THE PROBLEM: Print the lines below verbatim, starting at the line that contains "Can you find the silver fork?" and ending at the last line, both included.

RECORDS FOR THIS EXERCISE:
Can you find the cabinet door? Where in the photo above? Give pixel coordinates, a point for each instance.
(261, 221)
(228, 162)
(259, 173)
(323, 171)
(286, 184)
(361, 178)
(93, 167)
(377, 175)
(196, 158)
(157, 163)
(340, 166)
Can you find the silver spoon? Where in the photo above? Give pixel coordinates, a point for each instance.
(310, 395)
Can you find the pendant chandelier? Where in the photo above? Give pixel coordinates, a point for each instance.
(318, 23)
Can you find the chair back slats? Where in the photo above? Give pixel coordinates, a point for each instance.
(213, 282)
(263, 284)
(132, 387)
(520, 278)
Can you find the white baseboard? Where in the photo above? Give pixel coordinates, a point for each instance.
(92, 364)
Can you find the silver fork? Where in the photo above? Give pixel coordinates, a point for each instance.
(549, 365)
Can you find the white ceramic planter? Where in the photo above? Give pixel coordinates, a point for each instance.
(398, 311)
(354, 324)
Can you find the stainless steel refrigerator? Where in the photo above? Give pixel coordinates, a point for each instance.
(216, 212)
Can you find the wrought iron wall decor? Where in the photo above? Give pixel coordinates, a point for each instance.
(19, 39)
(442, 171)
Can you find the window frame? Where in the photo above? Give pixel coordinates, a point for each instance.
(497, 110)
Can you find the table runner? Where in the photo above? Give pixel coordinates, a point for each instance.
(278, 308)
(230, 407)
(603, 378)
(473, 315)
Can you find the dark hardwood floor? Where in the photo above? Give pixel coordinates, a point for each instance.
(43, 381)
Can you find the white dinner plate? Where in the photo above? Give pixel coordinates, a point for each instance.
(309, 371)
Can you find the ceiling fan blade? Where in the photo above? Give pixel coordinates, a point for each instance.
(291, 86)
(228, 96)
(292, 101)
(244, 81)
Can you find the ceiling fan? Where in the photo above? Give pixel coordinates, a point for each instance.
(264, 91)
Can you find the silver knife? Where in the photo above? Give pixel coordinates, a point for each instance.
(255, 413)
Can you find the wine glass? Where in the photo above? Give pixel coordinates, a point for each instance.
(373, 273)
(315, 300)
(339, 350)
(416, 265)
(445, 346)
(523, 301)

RESPONSE TO THIS EXERCISE:
Can you find the silver fork? Where in the photo above? Give pixel coordinates, a point for each instance.
(549, 365)
Can you find the white ceramic planter? Where in the photo above? Give pixel coordinates, a point for each instance.
(398, 311)
(354, 324)
Can you find the stainless steel refrigerator? Where in the photo above? Give pixel coordinates, a point for each instance.
(216, 212)
Can you find the wrought iron wall decor? Where in the photo above? Give pixel coordinates, a point for each instance.
(19, 39)
(442, 171)
Can you find the window frame? Where in the photo above? Give pixel coordinates, a point for each instance.
(497, 110)
Can you find the table runner? Where in the photo above? Give pixel coordinates, a point for each instance.
(278, 308)
(230, 407)
(603, 378)
(473, 315)
Can you find the dark hardwood floor? Where in the photo above? Give pixel coordinates, a point for each instance.
(43, 381)
Can you find the white dinner plate? Where in the photo above? Give pixel coordinates, a point for each instance.
(309, 371)
Can you find the ceiling fan blade? Where in the photo above? Give pixel coordinates, a point for each instance.
(291, 86)
(228, 96)
(292, 101)
(244, 81)
Can you find the ceiling fan? Where in the photo above? Give pixel coordinates, a point for each instance.
(264, 91)
Can you find the silver knife? Where in the photo above? Give pixel coordinates, a point for each instance.
(255, 413)
Can you find the wine glass? Where in the photo above? Give pixel coordinates, a point for each instance.
(373, 273)
(315, 300)
(339, 350)
(416, 265)
(445, 346)
(523, 301)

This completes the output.